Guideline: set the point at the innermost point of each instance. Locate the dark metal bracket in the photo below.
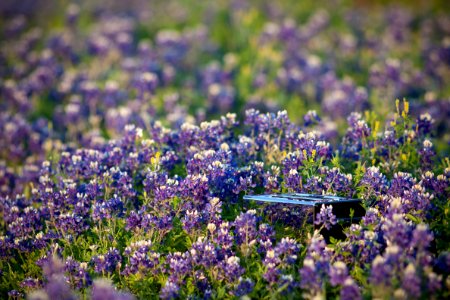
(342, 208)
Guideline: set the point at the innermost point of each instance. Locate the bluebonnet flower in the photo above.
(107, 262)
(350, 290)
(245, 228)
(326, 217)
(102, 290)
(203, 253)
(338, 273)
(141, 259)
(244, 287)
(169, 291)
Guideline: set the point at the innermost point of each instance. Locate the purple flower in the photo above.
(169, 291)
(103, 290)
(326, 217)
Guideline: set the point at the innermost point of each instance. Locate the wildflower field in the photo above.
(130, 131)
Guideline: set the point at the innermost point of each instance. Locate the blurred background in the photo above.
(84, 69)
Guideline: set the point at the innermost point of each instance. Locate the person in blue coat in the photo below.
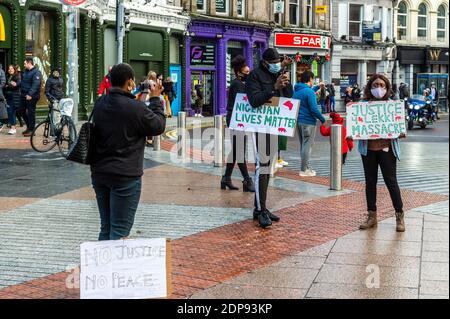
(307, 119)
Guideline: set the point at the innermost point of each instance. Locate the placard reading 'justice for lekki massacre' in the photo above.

※

Can you convert every line of the records above into a JSON list of strings, one string per line, skipping blank lines and leaving the pictures out?

■ **Exercise output**
[
  "Guideline: set the point at the innermost point of each instance. Locate the dark metal bracket in the photo below.",
  "(342, 208)",
  "Guideline: set the point at the innermost point of each instance. Locate the bluebonnet flower in the photo above.",
  "(107, 262)",
  "(350, 290)",
  "(245, 228)",
  "(326, 217)",
  "(102, 290)",
  "(203, 253)",
  "(338, 273)",
  "(141, 259)",
  "(244, 287)",
  "(169, 291)",
  "Guideline: set the point at the innermost point of each instance. Locate the purple flower in the photo above.",
  "(169, 291)",
  "(103, 290)",
  "(326, 217)",
  "Guideline: set the point at the innermost point of each instance. Locate the wildflower field in the photo above.",
  "(130, 131)",
  "Guideline: set the point at the innermost point of each instance. Locate the blurred background in the photo above.",
  "(84, 69)",
  "Guideline: set the point at the innermost point of each instance. Locate the person in blue coat in the photo below.",
  "(307, 119)",
  "Guideline: set the point at the innermost point of each instance. Locate the placard reading 'justice for lekki massacre' in the photo above."
]